▶ Jobs
[A] Reproduce word for word the part of the passage on the UNC6395 breach that runs from "A: A compromised" to "a single-account incident.".
[B] Summarize the passage on the UNC6395 breach in two sentences.
[C] According to Obsidian Security, as reported in the passage on the UNC6395 breach, how many companies has the campaign impacted?

▶ Given passage
┄┄┄┄┄┄┄┄┄┄
TL;DR: UNC6395 shows that compromising a third-party SaaS integration can cascade into Salesforce and Google Workspace access across hundreds of downstream companies, with Obsidian Security reporting impact across 700-plus organizations and a blast radius 10 times larger than direct-account breach patterns. SaaS identity governance now has to treat integrations as privileged pathways, not peripheral connections.
At a glance
What this is: UNC6395 is a SaaS supply-chain breach pattern where compromised integrations expanded access from one third-party app into Salesforce and Google Workspace environments across many downstream tenants.
Why it matters: For IAM and NHI practitioners, it shows that unmonitored SaaS-to-SaaS identities can bypass normal controls and create enterprise-wide exposure faster than direct credential theft.
By the numbers:
- Obsidian Security reports that the UNC6395 campaign has impacted over 700 companies and counting.
👉 Read Obsidian Security's analysis of the UNC6395 SaaS supply-chain breach
Context
Non-human identity risk is not limited to service accounts and API keys. In SaaS environments, integrations, OAuth grants, and delegated application identities can become the real control surface, especially when they sit outside proxy visibility and are trusted by default. This is why SaaS governance has become a core part of NHI management, not a side issue.
The UNC6395 case matters because it turns a familiar identity problem into a supply-chain problem. When one compromised integration can reach Salesforce and Gmail across many customers, the issue is no longer isolated account security but downstream trust collapse. That pattern is increasingly typical in modern SaaS estates, where integration sprawl often outpaces oversight.
Key questions
Q: How should security teams govern SaaS integrations as non-human identities?
A: Treat each integration as a privileged non-human identity with an owner, approved scope, review cadence, and revocation path. The key is to manage the integration lifecycle, not just the initial consent. If the app can read mail, CRM records, or admin APIs, it needs the same scrutiny as other high-risk access paths.
Q: Why do SaaS supply-chain attacks create a larger blast radius than direct account compromise?
A: A compromised integration can inherit trusted access and reach many downstream tenants without re-authenticating each one. That makes the breach scale through approved relationships instead of through repeated credential theft. The result is faster spread, broader exposure, and a containment problem that is much harder than a single-account incident.
Q: What is the difference between an integration review and a normal access review?
A: A normal access review focuses on users and their entitlements. An integration review focuses on delegated authority, consent scopes, connected systems, and the downstream impact of a compromise. For SaaS estates, that distinction matters because a single app can represent more risk than many individual users.
Q: When should organisations revoke a SaaS integration immediately?
A: Revoke it as soon as the integration is ownerless, unused, overscoped, or associated with suspicious cross-platform activity. Immediate revocation is also justified when the app touches sensitive systems and no one can explain why it still needs its current permissions.
Technical breakdown
How SaaS-to-SaaS integrations expand the identity attack surface
SaaS-to-SaaS integrations often authenticate through OAuth grants, service tokens, or delegated application identities. Those connections can inherit broad access scopes that look legitimate to the platform but are rarely reviewed with the same rigor as human accounts. Once a trusted integration is compromised, attackers do not need to break each customer directly. They can reuse the integration's authority to reach multiple tenants, export data, or trigger actions across connected systems. The core failure is not the protocol itself but the lack of lifecycle control over integration permissions, monitoring, and revocation.
┄┄┄┄┄┄┄┄┄┄
▶ Information supplied
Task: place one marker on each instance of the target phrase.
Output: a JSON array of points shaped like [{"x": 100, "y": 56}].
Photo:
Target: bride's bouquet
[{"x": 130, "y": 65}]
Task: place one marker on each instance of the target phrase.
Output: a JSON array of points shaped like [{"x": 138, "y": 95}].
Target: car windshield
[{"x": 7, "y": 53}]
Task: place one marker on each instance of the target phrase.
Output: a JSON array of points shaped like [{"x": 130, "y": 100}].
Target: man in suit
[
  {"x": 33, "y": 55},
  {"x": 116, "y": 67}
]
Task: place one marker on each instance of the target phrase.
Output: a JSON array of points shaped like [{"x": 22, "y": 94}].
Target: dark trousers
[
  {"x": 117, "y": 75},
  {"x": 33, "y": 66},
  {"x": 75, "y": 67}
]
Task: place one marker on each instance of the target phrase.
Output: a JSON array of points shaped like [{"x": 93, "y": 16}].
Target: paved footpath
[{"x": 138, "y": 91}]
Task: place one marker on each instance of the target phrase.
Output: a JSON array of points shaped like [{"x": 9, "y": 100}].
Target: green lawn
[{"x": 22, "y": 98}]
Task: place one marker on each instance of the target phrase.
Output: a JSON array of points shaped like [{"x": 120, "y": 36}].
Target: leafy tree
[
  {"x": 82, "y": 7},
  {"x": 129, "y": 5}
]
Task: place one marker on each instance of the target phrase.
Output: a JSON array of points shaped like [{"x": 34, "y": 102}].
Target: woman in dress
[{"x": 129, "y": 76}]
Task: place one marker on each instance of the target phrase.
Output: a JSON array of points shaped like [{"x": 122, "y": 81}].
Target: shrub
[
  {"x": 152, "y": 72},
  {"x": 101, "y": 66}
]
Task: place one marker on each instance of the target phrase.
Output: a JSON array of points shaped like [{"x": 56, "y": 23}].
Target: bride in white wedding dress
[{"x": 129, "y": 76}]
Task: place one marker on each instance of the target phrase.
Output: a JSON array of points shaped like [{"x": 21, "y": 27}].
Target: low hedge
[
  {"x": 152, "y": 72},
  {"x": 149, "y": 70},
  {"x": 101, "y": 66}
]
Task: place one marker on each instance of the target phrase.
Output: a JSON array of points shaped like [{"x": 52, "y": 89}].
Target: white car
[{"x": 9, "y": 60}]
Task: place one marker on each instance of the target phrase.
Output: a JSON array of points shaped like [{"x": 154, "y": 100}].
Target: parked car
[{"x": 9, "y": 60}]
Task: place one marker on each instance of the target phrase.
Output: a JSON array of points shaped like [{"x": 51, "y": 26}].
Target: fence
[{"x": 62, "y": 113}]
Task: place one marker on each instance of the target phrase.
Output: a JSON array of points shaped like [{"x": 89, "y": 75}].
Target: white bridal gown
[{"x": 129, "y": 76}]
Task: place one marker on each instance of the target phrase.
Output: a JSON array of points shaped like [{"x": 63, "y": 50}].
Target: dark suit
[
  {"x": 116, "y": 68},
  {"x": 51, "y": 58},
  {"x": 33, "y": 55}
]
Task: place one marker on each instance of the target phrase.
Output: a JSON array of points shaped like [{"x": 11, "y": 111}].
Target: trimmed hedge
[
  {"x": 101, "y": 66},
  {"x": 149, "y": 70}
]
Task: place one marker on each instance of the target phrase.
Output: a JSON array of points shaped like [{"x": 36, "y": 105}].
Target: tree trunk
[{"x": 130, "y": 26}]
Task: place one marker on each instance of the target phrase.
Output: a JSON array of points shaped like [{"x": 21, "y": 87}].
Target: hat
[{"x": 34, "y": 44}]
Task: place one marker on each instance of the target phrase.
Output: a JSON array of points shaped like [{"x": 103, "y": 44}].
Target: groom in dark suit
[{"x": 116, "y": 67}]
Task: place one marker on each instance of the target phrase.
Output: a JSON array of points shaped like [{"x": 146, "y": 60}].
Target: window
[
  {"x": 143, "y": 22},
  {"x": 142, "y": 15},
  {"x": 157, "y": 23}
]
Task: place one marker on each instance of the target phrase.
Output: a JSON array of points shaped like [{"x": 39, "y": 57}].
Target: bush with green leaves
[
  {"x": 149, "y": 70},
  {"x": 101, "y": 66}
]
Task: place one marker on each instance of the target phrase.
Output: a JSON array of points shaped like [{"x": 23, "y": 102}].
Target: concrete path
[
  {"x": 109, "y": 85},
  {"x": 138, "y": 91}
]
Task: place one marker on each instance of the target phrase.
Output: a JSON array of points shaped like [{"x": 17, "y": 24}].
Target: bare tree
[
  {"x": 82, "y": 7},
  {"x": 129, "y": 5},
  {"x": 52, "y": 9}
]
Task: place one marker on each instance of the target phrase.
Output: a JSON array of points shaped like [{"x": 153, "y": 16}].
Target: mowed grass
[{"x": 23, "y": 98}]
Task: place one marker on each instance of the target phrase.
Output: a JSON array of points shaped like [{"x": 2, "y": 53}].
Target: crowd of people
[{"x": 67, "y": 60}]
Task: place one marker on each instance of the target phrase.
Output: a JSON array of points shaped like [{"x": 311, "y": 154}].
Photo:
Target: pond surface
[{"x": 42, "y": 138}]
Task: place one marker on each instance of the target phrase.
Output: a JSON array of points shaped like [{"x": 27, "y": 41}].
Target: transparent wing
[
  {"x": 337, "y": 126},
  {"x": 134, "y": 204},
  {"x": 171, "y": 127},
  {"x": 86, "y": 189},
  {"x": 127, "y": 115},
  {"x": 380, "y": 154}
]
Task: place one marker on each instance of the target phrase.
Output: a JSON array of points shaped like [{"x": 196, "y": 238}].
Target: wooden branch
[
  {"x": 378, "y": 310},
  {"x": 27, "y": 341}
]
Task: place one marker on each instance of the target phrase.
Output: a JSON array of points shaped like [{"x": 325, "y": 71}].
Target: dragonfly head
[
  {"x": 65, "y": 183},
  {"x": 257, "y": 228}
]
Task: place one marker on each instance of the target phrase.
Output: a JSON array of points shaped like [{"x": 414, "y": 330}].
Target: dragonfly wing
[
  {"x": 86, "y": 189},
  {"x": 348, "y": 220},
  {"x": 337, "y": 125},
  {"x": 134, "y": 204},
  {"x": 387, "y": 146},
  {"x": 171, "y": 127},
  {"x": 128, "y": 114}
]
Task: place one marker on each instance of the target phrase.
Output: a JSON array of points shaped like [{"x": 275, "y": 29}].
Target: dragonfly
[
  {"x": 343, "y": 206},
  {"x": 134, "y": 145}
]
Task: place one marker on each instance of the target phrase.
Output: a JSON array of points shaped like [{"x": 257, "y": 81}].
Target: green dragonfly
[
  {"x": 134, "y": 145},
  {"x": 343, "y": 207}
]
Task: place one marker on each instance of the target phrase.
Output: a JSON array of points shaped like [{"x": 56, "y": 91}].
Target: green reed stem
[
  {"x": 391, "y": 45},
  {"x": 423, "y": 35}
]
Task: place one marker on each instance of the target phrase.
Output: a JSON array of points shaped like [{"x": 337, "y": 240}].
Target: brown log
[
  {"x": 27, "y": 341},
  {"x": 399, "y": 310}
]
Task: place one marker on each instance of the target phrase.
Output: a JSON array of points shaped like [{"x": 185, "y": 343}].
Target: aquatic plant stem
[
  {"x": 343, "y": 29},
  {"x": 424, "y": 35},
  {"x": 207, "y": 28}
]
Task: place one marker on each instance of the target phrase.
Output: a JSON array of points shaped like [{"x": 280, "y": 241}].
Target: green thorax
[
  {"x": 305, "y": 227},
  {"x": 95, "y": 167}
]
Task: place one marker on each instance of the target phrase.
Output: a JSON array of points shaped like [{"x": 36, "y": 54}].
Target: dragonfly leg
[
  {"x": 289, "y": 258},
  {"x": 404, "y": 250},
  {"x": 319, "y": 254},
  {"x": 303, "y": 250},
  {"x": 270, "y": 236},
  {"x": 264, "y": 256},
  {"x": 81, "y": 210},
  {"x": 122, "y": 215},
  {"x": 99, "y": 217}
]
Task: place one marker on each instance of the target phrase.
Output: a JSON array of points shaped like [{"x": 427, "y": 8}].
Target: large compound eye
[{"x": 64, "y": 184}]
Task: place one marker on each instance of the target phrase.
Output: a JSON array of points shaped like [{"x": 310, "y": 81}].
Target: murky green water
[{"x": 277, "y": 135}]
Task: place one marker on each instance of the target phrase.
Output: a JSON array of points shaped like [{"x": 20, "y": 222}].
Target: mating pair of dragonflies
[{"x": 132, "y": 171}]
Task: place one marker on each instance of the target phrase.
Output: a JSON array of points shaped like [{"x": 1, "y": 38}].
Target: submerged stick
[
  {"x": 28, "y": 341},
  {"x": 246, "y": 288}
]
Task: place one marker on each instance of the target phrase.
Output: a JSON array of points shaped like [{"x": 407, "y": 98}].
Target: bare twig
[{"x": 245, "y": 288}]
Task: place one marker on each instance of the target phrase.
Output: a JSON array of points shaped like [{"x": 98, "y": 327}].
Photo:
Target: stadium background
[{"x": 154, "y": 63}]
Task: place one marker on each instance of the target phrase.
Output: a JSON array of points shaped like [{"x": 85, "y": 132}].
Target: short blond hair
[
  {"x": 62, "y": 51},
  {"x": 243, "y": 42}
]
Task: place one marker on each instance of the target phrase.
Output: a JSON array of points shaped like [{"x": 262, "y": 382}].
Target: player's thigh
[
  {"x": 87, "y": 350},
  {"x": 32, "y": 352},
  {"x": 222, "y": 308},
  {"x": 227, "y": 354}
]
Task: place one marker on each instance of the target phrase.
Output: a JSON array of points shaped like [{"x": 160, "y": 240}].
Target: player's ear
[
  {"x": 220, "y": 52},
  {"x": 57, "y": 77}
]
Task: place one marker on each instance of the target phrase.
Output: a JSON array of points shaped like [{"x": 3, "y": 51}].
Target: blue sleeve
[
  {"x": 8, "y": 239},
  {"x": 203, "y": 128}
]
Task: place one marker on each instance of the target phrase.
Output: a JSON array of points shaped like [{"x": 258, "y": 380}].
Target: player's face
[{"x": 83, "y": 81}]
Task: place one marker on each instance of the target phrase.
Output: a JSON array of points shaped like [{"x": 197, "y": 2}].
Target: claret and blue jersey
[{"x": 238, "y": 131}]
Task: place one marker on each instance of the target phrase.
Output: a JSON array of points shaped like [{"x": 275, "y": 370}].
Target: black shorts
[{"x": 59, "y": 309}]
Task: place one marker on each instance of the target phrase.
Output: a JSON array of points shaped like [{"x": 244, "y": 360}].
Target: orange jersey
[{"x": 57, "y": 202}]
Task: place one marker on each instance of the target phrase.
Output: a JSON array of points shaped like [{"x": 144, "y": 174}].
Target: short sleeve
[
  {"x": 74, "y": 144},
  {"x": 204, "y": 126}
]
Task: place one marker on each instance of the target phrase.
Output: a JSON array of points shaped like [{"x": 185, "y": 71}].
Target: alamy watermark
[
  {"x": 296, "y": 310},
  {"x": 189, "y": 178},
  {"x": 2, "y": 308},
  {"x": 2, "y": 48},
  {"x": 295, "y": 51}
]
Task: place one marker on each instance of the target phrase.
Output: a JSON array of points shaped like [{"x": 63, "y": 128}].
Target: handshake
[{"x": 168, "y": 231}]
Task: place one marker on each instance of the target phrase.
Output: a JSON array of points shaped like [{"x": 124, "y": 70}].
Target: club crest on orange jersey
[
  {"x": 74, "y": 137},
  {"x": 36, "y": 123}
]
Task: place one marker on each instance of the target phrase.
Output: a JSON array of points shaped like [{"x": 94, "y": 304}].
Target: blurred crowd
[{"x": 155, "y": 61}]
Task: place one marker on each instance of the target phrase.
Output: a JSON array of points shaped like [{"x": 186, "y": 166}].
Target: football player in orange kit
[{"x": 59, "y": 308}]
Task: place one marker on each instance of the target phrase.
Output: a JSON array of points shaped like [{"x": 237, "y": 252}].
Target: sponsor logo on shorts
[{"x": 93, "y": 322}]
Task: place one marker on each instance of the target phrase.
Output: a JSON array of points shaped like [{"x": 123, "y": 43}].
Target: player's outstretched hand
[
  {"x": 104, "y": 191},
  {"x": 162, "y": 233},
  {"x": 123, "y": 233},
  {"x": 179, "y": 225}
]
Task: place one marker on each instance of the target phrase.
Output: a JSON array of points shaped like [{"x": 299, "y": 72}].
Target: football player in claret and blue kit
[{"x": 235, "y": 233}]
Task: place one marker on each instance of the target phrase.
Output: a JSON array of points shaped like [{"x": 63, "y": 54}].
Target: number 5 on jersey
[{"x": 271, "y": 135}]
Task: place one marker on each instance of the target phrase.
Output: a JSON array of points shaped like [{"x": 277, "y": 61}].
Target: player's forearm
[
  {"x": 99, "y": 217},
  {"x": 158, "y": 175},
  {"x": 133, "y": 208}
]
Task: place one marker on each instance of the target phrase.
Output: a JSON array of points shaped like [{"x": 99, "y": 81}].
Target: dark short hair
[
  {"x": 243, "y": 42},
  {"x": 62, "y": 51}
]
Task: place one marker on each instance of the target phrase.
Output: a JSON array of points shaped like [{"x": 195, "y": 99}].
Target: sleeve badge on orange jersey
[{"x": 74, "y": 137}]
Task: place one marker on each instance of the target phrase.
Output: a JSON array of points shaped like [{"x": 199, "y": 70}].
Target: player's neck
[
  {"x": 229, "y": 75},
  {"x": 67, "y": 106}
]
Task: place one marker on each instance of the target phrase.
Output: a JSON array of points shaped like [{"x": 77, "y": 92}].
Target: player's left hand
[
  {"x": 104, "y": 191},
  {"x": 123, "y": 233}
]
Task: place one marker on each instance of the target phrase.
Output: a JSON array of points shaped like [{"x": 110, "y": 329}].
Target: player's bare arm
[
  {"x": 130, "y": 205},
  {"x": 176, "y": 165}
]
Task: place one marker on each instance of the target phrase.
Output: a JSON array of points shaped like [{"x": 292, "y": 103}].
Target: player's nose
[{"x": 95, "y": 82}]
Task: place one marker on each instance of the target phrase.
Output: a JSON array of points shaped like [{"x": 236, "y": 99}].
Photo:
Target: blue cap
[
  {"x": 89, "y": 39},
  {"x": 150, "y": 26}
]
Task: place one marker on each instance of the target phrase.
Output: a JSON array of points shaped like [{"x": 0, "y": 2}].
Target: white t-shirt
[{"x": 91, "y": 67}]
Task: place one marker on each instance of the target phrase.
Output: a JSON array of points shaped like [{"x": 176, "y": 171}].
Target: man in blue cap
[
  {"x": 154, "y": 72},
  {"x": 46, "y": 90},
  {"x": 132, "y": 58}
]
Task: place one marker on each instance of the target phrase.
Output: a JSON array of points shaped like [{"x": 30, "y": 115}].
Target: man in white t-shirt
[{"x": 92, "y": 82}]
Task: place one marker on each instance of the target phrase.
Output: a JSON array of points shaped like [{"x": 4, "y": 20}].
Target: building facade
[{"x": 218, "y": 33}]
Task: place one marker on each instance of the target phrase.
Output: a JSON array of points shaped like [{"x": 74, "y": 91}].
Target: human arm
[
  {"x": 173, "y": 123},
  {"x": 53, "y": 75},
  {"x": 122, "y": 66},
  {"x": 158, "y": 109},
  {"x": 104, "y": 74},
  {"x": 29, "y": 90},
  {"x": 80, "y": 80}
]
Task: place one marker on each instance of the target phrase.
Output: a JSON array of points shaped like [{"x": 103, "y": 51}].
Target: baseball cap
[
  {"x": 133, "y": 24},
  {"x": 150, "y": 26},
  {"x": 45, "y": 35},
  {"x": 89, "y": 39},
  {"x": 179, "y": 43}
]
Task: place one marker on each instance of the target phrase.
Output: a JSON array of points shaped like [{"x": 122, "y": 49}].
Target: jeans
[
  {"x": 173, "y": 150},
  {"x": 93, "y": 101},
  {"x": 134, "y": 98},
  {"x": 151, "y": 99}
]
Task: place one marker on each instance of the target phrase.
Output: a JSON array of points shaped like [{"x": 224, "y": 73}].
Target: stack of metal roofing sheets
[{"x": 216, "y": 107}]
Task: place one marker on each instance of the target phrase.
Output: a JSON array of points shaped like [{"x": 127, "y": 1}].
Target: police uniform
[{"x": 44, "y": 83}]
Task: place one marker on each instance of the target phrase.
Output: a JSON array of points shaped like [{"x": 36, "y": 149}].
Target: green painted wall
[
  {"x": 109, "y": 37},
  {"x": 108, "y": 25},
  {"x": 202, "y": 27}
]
┄┄┄┄┄┄┄┄┄┄
▶ Answers
[A]
A: A compromised integration can inherit trusted access and reach many downstream tenants without re-authenticating each one. That makes the breach scale through approved relationships instead of through repeated credential theft. The result is faster spread, broader exposure, and a containment problem that is much harder than a single-account incident.

[B] UNC6395 is a SaaS supply-chain breach pattern in which compromised third-party integrations expanded access into Salesforce and Google Workspace across many downstream organizations, and Obsidian Security reports that it has impacted over 700 companies. Because a compromised integration can inherit trusted access and reach many tenants without re-authenticating, each integration should be treated as a privileged non-human identity with an owner, approved scope, review cadence, and revocation path.

[C] Over 700 companies, and counting.